The problem >> Line by line, the data below should be set down unchanged, with images excluded.

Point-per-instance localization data
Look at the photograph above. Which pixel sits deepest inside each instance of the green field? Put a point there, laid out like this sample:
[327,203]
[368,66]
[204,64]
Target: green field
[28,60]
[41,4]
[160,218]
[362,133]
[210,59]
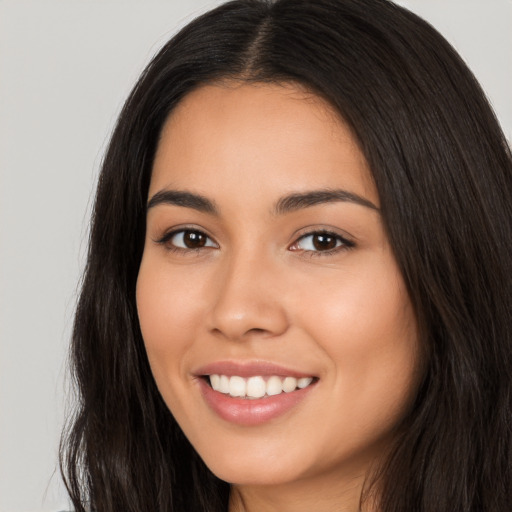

Output below >>
Look at the photograph above. Which pixel sits deepest inside each instance of the green field? Put a point there, laid out like this sample:
[327,203]
[368,66]
[204,64]
Target: green field
[28,60]
[41,4]
[160,218]
[362,133]
[210,59]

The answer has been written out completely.